■ **Records for the exercise**:
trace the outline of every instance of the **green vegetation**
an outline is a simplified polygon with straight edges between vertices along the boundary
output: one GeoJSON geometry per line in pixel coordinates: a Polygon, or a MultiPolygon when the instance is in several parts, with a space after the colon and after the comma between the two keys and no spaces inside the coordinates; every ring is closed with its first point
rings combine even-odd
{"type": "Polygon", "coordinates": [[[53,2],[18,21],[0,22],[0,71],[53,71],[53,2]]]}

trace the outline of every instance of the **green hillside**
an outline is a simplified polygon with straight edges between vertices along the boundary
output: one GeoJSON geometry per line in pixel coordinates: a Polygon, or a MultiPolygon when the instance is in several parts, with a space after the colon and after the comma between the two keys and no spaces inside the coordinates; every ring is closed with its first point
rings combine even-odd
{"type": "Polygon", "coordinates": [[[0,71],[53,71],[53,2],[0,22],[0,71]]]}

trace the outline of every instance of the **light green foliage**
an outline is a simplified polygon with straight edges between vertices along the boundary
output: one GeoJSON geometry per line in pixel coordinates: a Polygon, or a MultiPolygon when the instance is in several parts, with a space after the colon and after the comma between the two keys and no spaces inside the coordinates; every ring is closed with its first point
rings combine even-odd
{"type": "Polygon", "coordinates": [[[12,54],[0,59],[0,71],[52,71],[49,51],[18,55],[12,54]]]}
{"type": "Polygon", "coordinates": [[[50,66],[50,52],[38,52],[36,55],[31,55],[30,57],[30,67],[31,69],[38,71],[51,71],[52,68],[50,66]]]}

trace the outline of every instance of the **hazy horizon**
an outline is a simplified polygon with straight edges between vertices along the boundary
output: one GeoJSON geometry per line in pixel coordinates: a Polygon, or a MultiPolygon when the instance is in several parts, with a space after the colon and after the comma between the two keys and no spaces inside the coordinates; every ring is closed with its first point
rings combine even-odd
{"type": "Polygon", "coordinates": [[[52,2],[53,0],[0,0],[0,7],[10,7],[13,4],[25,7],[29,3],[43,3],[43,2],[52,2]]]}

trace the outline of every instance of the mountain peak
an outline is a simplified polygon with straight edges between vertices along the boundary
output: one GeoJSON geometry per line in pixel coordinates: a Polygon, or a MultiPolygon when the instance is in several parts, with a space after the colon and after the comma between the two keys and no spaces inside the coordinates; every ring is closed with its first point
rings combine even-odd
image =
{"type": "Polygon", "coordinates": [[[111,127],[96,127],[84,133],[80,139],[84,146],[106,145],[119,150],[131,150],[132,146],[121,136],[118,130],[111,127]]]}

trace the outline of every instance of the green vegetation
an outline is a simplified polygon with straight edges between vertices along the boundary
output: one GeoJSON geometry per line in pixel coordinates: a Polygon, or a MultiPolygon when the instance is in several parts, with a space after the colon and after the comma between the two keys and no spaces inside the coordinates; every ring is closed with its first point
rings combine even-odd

■ **Set problem**: Please repeat all of the material above word for word, with nothing left out or changed.

■ **Solved problem**:
trace the outline of every instance of the **green vegetation**
an outline is a simplified polygon with straight edges between vertices along the boundary
output: one GeoJSON geometry per line in pixel coordinates: a Polygon, or a MultiPolygon when the instance is in several parts, with a space after the colon and after the comma between the two keys and no spaces inside the coordinates; every ring is closed with its first point
rings combine even-odd
{"type": "Polygon", "coordinates": [[[53,2],[18,21],[0,22],[0,71],[53,71],[53,2]]]}

trace the outline of every instance of the **green hillside**
an outline is a simplified polygon with straight edges between vertices along the boundary
output: one GeoJSON geometry per line in pixel coordinates: a Polygon, or a MultiPolygon when the instance is in several parts, with a space after the colon and after the comma between the two keys and no spaces inside the coordinates; every ring is closed with its first point
rings combine even-odd
{"type": "Polygon", "coordinates": [[[0,71],[53,71],[53,2],[0,22],[0,71]]]}

trace the outline of every instance of the **light green foliage**
an outline is a simplified polygon with straight edges between vertices along the boundary
output: one GeoJSON geometry per line in pixel coordinates: a Polygon, or a MultiPolygon when the instance is in several parts, with a space after the colon and after the comma between the two keys and no spaces inside the coordinates; every ring is closed with its first point
rings combine even-odd
{"type": "Polygon", "coordinates": [[[12,54],[0,59],[0,71],[52,71],[49,51],[18,55],[12,54]]]}
{"type": "Polygon", "coordinates": [[[50,66],[50,52],[38,52],[36,55],[31,55],[30,57],[30,67],[31,69],[38,71],[51,71],[52,68],[50,66]]]}

trace the outline of every instance of the **hazy horizon**
an outline is a simplified polygon with straight edges between vertices along the boundary
output: one GeoJSON geometry per line in pixel coordinates: a Polygon, or a MultiPolygon when the instance is in several parts, with a space after the colon and after the comma between the two keys and no spaces inside the coordinates; every ring is closed with its first point
rings combine even-odd
{"type": "Polygon", "coordinates": [[[52,2],[53,0],[0,0],[0,7],[10,7],[13,4],[25,7],[29,3],[43,3],[43,2],[52,2]]]}

trace the outline of every instance of the mountain peak
an outline is a simplified polygon with straight edges between vertices along the boundary
output: one GeoJSON geometry per line in pixel coordinates: a Polygon, or a MultiPolygon when the instance is in several parts, with a space after the colon and after the comma between the two keys and no spaces inside the coordinates; every ring is closed with its first point
rings combine even-odd
image =
{"type": "Polygon", "coordinates": [[[111,127],[96,127],[84,133],[80,139],[84,146],[106,145],[119,150],[131,150],[132,146],[121,136],[118,130],[111,127]]]}

trace the outline of every instance of the green vegetation
an outline is a simplified polygon with straight edges between vertices along the boundary
output: one GeoJSON geometry per line in pixel coordinates: a Polygon, or a MultiPolygon when the instance is in several parts, with a space after the colon and after the comma between the two keys and no spaces inside the coordinates; every ring is closed with its first point
rings combine even-odd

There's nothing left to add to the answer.